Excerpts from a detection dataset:
# # # # # # #
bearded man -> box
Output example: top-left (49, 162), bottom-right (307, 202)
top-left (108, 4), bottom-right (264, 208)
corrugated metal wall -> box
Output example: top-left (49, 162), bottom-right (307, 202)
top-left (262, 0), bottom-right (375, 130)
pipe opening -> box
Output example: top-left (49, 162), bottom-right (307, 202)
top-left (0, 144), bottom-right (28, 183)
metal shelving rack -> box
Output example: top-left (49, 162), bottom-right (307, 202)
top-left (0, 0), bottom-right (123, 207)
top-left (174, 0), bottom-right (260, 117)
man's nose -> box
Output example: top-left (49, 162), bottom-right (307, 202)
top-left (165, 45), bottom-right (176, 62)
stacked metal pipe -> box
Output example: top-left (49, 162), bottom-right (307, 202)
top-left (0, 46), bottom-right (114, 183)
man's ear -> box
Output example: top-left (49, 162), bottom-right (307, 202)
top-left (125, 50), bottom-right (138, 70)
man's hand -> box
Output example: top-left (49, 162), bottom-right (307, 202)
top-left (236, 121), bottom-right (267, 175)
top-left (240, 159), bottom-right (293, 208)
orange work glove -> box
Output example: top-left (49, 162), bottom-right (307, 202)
# # # # # # #
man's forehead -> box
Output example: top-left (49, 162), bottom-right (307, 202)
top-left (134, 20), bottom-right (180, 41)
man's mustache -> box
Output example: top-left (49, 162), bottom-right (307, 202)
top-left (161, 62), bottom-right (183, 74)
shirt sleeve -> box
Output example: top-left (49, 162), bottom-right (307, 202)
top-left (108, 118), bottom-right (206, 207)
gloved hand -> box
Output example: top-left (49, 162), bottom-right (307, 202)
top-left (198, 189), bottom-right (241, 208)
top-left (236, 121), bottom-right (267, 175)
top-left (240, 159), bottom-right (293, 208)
# # # # # # #
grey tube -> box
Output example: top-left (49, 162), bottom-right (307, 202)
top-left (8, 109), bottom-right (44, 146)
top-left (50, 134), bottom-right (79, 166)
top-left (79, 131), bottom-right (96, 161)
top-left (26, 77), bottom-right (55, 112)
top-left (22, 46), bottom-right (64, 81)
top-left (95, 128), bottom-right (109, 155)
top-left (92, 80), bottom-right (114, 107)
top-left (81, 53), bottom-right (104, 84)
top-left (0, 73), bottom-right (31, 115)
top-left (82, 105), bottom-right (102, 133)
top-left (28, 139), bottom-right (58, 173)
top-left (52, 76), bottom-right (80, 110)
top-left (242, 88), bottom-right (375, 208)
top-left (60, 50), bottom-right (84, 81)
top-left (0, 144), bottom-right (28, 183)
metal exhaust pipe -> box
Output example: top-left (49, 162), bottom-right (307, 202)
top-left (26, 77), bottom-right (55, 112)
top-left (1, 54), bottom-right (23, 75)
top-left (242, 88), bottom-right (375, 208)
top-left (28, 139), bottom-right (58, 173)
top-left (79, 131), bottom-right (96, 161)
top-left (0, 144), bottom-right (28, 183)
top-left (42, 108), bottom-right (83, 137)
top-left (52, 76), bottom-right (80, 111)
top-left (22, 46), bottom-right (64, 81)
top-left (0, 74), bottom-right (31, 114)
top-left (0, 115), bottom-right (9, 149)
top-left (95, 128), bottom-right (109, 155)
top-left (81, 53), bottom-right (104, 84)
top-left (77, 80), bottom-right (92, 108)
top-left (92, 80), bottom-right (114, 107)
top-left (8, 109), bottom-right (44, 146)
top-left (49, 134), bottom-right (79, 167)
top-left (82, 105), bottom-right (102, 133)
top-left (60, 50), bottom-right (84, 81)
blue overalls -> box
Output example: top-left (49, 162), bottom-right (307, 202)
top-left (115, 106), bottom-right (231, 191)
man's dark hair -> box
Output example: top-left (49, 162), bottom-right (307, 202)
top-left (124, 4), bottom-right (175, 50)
# # # # # # #
_TO BE DONE_:
Rewrite the material from the line containing "metal shelving rack -> box" through the line containing "top-left (0, 46), bottom-right (114, 183)", shifting every coordinate of the detected boxes by adding 91 to it. Keep all the other lines unchanged.

_WRITTEN ANSWER_:
metal shelving rack -> box
Output example: top-left (49, 162), bottom-right (307, 202)
top-left (91, 91), bottom-right (214, 298)
top-left (265, 91), bottom-right (351, 208)
man's nose -> box
Output example: top-left (49, 162), bottom-right (307, 202)
top-left (256, 136), bottom-right (267, 153)
stacked metal pipe -> box
Output example: top-left (49, 162), bottom-right (307, 202)
top-left (91, 137), bottom-right (205, 274)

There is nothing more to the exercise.